• TEXT SHOWN
Common Security Risks for Data Centers

By Maryellen Lo Bosco  
OTHER PARTS OF THIS ARTICLEPt. 1: Data Center Security DesignPt. 2: This PagePt. 3: Fire Safety and Prevention in Data Centers

Here are some other areas to focus on to ensure that a data center is secure.

Look for vulnerabilities beyond the data center's property line. If a telephone cabinet near a busy intersection is instrumental to a facility data center's operation, then it is important to "harden that infrastructure" with a barrier. Moving toward the building, "fiber optic cable comes from the ground and can be easily identified," says Ahrens. Someone who wanted to do damage need not even enter the building, he says, so those cables need to be secured or hidden.

Consider the use of "compartmentalization" to protect assets. Compartmentalization involves different levels of access throughout the facility, says Ferrantelli. Check points begin at the entrance and progress through offices, control rooms, corridors, and so forth. An intruder would have to successfully breach a number of "zones" to get to the target area.

• WRITTEN INSTRUCTION 1
In the article on data center security, who says that compartmentalization involves different levels of access throughout the facility?
• WRITTEN INSTRUCTION 2
Using the article on data center security, explain why fiber optic cables near the building should be secured or hidden.
• WRITTEN INSTRUCTION 3
Name every place that the article on data center security gives as a location of check points.

[Dataset rows on where objects appear]
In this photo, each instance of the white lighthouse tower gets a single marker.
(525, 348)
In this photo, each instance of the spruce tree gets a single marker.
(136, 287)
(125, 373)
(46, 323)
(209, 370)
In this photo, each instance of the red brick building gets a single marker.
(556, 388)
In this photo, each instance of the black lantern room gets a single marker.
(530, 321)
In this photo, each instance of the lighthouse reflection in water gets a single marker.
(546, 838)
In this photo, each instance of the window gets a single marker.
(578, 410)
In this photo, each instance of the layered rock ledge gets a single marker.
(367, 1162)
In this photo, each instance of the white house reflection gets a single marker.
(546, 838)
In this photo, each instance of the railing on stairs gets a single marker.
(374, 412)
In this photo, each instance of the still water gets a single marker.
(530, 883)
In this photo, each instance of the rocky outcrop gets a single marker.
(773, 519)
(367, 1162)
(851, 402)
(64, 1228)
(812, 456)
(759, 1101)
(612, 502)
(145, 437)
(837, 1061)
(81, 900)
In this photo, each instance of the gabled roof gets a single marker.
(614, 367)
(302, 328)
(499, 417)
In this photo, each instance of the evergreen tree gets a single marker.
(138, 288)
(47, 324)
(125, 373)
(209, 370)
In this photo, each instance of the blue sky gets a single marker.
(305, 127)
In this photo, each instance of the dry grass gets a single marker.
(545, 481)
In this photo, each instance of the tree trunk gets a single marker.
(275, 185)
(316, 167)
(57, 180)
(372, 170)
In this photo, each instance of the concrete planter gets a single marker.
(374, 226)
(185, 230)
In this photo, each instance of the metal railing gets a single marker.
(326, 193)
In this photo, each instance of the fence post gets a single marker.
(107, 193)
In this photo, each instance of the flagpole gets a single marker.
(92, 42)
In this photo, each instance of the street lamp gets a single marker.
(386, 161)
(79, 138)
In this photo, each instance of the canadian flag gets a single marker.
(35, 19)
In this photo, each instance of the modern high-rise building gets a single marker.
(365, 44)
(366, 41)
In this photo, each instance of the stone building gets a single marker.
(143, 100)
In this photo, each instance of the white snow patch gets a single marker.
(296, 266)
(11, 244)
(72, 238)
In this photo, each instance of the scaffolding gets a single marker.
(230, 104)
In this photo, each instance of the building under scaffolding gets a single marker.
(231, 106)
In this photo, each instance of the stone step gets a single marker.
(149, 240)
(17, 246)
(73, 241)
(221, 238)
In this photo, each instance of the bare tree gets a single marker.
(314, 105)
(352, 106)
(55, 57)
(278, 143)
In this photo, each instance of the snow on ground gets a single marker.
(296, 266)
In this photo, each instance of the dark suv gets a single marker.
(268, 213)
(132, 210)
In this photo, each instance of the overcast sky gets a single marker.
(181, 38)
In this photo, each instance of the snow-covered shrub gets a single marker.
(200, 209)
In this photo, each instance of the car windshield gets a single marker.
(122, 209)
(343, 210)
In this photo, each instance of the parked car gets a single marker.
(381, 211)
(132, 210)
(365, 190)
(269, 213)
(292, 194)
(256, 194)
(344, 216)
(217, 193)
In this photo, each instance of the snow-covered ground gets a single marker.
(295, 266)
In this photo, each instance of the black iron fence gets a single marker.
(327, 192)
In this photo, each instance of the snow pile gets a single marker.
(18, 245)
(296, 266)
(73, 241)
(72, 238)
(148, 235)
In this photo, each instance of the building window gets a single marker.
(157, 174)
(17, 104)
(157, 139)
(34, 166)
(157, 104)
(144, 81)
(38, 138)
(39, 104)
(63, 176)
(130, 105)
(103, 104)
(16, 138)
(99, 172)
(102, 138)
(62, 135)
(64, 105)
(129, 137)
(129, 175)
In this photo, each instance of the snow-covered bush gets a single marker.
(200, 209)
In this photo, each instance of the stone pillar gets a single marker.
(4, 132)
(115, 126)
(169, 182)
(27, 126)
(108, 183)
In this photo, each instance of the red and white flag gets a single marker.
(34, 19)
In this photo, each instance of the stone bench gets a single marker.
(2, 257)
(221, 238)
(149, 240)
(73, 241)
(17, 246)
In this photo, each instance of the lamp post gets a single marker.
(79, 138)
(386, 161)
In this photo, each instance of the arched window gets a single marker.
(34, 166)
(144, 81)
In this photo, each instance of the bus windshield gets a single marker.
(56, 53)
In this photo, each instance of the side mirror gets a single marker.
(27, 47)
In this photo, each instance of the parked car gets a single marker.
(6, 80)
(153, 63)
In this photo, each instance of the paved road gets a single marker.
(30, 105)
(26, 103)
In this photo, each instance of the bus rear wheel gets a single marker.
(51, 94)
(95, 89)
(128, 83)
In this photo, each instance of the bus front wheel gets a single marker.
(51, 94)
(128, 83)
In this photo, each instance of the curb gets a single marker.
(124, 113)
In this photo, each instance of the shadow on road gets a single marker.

• EXERCISE SOLUTION 1
Ferrantelli

• EXERCISE SOLUTION 2
The cables come from the ground and can be easily identified. Someone who wanted to do damage would not even need to enter the building.

• EXERCISE SOLUTION 3
The entrance, offices, control rooms, and corridors.